#### [Listed records]
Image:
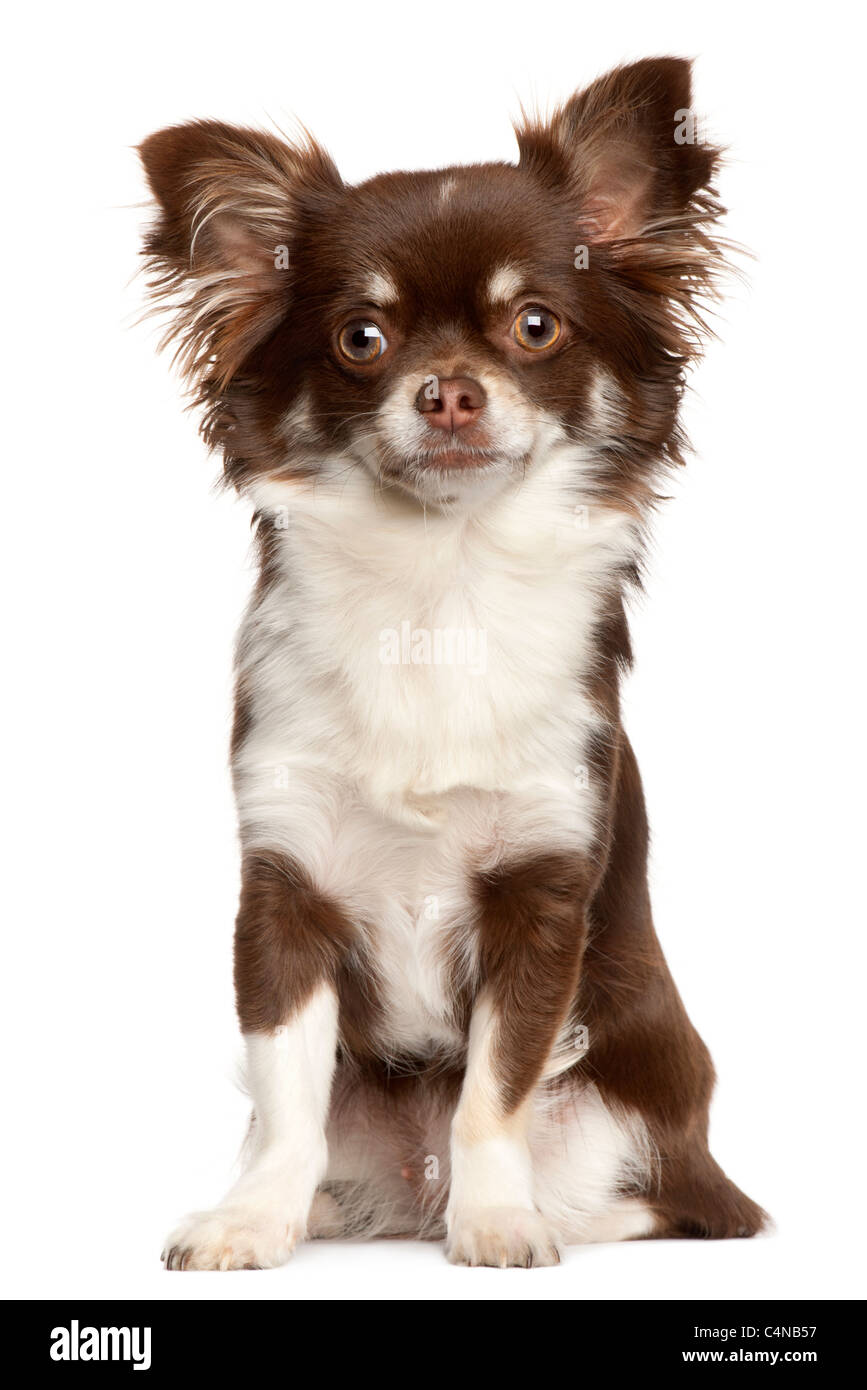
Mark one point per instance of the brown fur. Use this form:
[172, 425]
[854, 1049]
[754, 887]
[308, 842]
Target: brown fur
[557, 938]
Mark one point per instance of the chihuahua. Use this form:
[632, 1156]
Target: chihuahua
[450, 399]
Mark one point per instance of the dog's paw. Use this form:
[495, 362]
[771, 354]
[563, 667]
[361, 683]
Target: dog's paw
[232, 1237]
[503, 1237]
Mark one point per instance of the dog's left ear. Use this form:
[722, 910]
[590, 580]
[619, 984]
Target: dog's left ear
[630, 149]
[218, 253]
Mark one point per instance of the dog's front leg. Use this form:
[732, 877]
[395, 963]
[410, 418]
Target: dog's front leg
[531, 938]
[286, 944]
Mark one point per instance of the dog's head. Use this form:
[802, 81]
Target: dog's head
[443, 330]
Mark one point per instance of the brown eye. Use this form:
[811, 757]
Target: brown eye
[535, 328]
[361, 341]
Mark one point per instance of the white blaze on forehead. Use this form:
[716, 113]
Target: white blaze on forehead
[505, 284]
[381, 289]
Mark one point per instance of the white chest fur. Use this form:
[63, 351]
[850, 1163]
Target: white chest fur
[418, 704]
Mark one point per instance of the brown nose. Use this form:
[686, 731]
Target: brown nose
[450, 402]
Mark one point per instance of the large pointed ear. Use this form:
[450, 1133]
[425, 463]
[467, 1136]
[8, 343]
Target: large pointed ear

#### [Stated goal]
Reproduce word for word the lines of the data from the line containing "Mark one point per instance of the dog's head." through the end of the data, including both.

#### [Solution for this task]
Mark one point per instance of the dog's head. Use this form:
[802, 81]
Target: dog's head
[443, 330]
Mark one point per instance of the brown eye. Use this form:
[811, 757]
Target: brown eye
[535, 328]
[361, 341]
Mark one point per instance of the white blaze on forehead. Use this form:
[716, 113]
Target: white blaze on forehead
[505, 284]
[381, 289]
Mark one point per instance of the white chest fur. Use this form:
[63, 351]
[850, 1163]
Target: white chest fur
[418, 704]
Mark one point per instance of the brown nose. Use this form:
[686, 731]
Target: brown nose
[450, 402]
Mark one point per instance of the large pointed ear. Use this form:
[450, 1133]
[425, 463]
[467, 1136]
[8, 343]
Target: large pointed ear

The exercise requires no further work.